─── Trecho do texto

Erica Endler Zacko apoia em 103 anos de vida uma história de empoderamento em meio às mudanças de tantas décadas

Reportagem publicada originalmente na versão impressa do Correio do Norte em 2 de março de 2018, especial do Dia da Mulher


Sem o uso do andador, deixado no canto da sala, e com uma cuia de chimarrão em mãos, Erica Endler Zacko nos recebe bem disposta, bem humorada e preocupada em acolher bem. "Vê uma bolachinha pra moça", solicita à neta. Impossível recusar. O peso dos 103 anos de idade está só na carteira de identidade, porque o vigor dessa descendente de alemães que viu Canoinhas se desenvolver está longe de representar toda essa idade. Se há algo que representa seu mais de um século de vida, é a bagagem adquirida em toda essa longa vida, histórias que dona Erica conta com muita lucidez e simpatia.

Erica tem como marca uma constante busca por independência. De origem simples, instalou-se ainda criança, com a família, na localidade do Parado, e teve de superar adversidades dia após dia. De aprender português (antes só falava alemão) para pode estudar na escola até garantir a comida na mesa com o que se plantava em casa, Erica aprendeu a correr atrás de uma vida melhor com as próprias pernas.

Ainda vivendo com os pais, dedicou-se à produção de erva-mate, participando de todo o processo da colheita até o ensaque, nos moldes mais tradicionais. Então casou-se aos 19 anos, teve quatro filhos, e seguiu trabalhando. "Fiz de tudo nessa vida. Trabalhei de diarista, trabalhei na roça, trabalhei cozinhando muito. Já perdi a conta de quantos banquetes de casamento já fiz", conta, orgulhosa.

──────
─── Dados fornecidos

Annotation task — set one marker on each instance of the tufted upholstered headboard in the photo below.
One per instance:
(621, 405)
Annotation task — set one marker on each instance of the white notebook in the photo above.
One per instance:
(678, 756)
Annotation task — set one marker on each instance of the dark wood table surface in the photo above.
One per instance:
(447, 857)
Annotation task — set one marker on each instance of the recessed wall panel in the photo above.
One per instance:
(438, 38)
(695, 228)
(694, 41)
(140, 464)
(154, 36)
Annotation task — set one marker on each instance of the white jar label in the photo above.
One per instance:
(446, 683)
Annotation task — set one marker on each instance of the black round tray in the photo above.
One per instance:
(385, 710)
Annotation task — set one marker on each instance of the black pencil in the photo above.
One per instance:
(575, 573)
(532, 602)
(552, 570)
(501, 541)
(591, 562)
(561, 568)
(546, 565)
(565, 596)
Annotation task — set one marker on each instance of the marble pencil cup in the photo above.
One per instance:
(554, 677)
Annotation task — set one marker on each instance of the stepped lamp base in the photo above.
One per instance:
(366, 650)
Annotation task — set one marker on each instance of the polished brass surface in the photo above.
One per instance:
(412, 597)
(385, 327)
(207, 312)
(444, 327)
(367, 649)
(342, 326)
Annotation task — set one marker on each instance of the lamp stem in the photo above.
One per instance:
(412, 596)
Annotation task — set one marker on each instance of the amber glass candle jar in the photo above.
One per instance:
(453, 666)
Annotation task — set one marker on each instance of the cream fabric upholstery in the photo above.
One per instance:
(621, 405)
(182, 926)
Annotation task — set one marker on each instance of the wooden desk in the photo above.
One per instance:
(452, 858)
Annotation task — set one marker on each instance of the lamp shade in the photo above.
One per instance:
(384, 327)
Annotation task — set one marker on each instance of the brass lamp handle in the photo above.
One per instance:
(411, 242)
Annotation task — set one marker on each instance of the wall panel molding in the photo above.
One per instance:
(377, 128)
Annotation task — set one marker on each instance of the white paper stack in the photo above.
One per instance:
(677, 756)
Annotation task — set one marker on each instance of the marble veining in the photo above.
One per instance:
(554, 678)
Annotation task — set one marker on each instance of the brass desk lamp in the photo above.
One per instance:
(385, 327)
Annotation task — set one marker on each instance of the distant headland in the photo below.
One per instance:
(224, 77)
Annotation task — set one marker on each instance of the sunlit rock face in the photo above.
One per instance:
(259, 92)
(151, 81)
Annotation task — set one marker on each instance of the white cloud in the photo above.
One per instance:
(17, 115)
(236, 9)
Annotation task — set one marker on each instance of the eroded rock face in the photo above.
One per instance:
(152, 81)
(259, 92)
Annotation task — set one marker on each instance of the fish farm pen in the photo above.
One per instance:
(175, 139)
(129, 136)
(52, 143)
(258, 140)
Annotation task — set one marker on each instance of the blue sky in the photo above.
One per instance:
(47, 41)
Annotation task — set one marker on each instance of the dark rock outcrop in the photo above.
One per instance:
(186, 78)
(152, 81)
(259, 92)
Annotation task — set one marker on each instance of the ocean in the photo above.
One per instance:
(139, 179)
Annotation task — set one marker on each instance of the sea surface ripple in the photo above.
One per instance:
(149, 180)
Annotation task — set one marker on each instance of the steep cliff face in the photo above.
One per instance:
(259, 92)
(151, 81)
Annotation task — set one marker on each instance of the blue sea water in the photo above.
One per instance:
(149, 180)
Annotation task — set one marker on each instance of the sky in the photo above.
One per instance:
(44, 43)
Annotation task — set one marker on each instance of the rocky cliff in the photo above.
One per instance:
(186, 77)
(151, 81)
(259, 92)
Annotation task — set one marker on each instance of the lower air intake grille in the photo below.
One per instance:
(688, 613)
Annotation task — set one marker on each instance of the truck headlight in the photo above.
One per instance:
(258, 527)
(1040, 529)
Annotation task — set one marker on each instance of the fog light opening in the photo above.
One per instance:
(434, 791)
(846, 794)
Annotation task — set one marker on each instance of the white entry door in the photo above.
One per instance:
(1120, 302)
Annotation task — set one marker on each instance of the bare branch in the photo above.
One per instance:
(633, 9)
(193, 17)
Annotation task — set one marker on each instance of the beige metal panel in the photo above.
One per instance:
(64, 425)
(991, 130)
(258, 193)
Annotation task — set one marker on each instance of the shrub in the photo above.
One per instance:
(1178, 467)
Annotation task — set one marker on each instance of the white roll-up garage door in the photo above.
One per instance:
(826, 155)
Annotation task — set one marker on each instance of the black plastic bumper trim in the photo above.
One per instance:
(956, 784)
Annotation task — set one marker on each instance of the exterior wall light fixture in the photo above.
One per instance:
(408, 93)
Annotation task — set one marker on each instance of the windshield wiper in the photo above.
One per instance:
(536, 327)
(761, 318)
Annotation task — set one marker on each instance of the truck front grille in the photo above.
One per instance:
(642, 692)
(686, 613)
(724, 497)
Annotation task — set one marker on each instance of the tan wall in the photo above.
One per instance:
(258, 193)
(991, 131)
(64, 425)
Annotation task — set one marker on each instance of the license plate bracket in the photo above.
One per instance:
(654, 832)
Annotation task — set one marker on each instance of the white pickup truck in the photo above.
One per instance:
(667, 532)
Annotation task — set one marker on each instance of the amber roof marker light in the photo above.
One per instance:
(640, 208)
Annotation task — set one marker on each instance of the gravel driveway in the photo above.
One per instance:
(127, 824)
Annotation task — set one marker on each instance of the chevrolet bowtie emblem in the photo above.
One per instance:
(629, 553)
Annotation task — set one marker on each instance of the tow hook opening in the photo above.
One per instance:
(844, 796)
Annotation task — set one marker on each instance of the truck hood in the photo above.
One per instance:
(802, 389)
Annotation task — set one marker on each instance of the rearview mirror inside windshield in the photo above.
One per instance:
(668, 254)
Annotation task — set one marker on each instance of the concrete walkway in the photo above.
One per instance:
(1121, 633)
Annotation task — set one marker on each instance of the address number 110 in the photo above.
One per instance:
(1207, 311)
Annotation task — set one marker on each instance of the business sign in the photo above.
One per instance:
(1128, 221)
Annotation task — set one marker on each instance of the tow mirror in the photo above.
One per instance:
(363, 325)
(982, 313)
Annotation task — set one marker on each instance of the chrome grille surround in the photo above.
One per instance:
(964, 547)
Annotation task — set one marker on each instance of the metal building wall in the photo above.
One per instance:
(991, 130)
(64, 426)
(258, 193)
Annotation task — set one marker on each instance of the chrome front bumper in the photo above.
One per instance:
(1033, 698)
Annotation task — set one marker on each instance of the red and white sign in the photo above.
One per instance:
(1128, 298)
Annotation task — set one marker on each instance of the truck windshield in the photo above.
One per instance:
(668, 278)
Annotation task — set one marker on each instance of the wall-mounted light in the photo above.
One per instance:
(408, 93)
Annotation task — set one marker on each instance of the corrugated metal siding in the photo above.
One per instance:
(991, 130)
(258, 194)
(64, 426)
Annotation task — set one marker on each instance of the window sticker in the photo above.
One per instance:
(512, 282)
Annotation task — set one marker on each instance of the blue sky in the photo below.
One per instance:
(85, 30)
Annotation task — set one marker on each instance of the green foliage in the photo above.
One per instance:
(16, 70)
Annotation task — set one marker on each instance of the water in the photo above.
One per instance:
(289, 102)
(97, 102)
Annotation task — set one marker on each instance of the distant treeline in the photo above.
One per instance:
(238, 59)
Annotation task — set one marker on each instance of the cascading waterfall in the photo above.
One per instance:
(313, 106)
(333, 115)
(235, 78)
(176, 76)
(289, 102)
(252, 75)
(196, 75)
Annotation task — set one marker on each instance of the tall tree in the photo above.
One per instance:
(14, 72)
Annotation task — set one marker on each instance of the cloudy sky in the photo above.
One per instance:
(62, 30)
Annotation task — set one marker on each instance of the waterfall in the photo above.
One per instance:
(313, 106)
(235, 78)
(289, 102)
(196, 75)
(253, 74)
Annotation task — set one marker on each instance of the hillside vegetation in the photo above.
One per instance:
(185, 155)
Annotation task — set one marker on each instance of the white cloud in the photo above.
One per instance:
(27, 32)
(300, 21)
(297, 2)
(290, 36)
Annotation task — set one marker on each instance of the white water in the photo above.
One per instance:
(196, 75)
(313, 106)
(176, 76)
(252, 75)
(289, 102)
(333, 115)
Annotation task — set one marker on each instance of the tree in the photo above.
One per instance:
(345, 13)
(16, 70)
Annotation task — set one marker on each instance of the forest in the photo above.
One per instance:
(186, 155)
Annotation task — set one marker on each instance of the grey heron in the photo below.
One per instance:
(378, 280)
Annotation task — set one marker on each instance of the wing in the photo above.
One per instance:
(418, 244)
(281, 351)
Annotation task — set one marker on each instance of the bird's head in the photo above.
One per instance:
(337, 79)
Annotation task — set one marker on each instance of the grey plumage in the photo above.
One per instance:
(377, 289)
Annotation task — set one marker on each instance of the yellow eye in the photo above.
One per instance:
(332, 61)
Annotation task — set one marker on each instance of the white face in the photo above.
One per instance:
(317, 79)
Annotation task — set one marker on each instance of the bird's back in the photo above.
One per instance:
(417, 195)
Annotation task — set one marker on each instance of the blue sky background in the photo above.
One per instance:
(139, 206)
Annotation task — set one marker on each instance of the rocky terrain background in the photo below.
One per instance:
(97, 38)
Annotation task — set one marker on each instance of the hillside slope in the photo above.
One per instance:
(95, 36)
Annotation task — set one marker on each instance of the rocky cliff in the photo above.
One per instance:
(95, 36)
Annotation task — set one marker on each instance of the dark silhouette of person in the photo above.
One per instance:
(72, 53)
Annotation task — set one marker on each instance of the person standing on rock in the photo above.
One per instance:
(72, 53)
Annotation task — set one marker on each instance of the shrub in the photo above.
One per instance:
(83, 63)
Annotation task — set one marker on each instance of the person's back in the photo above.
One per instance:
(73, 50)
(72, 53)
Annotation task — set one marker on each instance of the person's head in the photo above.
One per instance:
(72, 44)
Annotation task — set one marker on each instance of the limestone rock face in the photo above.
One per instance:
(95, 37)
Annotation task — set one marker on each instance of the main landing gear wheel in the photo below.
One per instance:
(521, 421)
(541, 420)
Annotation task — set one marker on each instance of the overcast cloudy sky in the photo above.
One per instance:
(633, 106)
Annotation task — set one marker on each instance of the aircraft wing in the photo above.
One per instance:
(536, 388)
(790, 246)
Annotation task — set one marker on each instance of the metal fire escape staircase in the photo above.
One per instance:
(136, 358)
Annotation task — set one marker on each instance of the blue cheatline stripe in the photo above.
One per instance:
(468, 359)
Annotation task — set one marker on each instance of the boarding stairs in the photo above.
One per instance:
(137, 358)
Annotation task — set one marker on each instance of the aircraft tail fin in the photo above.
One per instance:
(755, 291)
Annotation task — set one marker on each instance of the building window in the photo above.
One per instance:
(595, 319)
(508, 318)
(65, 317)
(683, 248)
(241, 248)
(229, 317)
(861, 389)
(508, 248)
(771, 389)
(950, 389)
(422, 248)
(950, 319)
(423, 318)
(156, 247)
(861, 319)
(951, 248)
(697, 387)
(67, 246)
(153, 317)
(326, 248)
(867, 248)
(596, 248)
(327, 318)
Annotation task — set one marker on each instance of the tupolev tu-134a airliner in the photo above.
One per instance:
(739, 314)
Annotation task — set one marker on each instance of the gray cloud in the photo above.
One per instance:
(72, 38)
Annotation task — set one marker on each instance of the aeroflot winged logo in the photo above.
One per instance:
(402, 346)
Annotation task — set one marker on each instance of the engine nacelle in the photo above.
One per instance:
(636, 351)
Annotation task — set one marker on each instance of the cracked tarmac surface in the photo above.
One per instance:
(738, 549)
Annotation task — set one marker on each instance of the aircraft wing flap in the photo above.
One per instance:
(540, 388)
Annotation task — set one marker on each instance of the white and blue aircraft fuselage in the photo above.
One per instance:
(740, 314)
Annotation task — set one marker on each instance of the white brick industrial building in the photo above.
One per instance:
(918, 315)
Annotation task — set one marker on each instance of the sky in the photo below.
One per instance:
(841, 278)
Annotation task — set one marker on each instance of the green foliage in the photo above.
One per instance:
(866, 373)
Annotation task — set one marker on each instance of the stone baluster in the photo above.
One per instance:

──────

Lista de tarefas =>
(A) Na reportagem sobre Erica Endler Zacko, transforme em lista o parágrafo que começa com "Ainda vivendo com os pais", mantendo os fatos principais.
(B) De acordo com a reportagem sobre Erica Endler Zacko, que língua ela falava antes de aprender português?

Soluções =>
(A)
- Ainda morando com os pais, trabalhou na produção de erva-mate, da colheita ao ensaque, de forma tradicional.
- Casou-se aos 19 anos e teve quatro filhos.
- Continuou trabalhando: foi diarista, trabalhou na roça e cozinhou muito, incluindo incontáveis banquetes de casamento.

(B) Ela falava só alemão.